**GOAL**
Count the lines in the records below that contain the string "orange", treating case as significant. Reply with the number alone.

**MATERIALS PROVIDED**
* * *

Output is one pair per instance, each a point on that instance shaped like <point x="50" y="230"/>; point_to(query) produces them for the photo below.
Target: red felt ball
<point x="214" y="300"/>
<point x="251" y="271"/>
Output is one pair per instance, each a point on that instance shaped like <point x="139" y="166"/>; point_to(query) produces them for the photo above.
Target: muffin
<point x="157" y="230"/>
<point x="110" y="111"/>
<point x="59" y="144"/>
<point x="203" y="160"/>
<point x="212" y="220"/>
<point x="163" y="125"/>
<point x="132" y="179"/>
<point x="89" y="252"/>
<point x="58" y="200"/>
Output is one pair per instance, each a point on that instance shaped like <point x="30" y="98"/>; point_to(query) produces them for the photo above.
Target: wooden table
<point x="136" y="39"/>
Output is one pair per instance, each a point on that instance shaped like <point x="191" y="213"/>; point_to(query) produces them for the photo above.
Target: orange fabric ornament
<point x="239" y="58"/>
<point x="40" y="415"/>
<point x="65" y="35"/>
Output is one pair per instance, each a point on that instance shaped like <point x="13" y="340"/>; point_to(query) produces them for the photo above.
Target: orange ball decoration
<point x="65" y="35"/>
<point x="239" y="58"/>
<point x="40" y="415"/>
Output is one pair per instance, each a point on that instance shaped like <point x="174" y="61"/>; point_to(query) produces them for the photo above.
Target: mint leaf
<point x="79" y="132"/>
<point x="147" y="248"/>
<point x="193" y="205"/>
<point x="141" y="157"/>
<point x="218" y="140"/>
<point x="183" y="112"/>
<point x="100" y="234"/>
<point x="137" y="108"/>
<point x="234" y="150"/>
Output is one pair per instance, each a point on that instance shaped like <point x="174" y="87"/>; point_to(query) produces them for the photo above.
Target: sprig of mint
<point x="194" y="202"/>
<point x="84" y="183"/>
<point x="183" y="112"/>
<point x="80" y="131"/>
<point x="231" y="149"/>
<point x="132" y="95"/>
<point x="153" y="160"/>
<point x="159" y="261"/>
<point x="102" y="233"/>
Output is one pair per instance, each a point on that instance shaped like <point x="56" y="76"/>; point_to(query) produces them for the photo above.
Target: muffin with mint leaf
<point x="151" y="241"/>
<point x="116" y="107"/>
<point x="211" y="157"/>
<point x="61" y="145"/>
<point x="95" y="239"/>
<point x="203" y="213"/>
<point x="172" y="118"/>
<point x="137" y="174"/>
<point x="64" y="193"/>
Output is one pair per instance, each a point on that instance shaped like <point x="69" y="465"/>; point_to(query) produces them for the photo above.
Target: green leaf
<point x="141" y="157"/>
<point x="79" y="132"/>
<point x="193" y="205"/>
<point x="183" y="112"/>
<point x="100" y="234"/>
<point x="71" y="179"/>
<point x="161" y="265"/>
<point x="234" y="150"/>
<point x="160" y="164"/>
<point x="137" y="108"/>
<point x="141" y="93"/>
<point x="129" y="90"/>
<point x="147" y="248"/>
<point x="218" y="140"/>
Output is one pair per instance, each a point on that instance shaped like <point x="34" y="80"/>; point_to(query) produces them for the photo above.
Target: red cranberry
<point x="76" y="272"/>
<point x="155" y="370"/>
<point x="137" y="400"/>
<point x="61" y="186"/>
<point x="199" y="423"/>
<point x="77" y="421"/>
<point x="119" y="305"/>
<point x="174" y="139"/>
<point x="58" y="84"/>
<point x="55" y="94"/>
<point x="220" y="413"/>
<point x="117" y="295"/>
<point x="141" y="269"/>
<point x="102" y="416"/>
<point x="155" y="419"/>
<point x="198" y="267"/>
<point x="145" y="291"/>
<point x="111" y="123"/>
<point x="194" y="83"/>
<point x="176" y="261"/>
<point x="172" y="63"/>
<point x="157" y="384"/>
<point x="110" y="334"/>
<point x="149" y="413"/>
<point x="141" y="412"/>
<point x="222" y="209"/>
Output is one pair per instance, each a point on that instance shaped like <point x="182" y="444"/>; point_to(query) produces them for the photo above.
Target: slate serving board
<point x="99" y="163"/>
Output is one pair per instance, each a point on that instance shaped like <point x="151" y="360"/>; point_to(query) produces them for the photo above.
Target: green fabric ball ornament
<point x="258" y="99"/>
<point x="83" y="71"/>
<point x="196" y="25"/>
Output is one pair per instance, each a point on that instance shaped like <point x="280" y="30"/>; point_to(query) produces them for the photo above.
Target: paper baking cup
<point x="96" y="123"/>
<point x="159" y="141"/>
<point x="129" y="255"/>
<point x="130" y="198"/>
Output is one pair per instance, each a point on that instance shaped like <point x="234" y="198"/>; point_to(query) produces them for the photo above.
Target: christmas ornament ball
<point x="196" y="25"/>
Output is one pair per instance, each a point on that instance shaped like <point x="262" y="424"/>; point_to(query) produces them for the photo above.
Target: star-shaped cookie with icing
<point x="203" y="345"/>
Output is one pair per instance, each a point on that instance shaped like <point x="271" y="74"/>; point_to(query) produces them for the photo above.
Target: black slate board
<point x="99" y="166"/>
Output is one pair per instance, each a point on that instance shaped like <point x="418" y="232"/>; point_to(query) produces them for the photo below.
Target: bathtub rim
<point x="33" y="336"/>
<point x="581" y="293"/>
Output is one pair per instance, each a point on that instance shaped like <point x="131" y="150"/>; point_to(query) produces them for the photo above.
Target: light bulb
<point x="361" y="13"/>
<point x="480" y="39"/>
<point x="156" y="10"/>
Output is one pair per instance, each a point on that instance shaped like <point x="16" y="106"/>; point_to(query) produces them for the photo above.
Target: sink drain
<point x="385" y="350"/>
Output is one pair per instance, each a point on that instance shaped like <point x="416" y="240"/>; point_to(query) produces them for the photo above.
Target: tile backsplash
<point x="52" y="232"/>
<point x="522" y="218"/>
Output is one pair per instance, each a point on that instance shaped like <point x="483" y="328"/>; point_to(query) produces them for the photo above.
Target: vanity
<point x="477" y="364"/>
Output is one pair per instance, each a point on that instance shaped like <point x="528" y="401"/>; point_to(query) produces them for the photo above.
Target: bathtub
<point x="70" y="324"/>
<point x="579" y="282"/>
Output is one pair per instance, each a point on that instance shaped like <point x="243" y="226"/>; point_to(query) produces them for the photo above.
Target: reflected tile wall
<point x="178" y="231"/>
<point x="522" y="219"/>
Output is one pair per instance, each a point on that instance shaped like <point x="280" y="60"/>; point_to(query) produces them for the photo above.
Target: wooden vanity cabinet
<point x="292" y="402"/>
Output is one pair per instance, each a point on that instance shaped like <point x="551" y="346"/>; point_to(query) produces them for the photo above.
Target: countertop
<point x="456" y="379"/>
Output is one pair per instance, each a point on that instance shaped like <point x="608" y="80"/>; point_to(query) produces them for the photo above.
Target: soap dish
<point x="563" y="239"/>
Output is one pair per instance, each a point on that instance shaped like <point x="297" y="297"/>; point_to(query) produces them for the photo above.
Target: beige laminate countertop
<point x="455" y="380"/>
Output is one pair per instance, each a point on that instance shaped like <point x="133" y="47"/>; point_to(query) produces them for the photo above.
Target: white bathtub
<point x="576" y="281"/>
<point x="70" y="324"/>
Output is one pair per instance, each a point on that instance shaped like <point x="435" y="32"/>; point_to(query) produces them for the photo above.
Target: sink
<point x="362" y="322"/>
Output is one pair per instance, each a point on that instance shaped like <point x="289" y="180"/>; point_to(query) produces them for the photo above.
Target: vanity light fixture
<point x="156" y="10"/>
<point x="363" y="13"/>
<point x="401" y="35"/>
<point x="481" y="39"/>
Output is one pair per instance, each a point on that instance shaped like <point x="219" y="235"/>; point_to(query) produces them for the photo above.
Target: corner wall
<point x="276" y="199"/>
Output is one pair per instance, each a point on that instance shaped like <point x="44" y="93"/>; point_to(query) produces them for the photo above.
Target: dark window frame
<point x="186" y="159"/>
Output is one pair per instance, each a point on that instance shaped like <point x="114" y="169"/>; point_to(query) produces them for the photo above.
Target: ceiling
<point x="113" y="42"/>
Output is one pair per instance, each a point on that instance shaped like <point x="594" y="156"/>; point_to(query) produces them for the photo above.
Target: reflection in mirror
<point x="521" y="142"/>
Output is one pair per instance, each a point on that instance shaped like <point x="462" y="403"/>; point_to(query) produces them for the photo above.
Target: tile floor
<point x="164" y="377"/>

* * *

**FULL SOLUTION**
2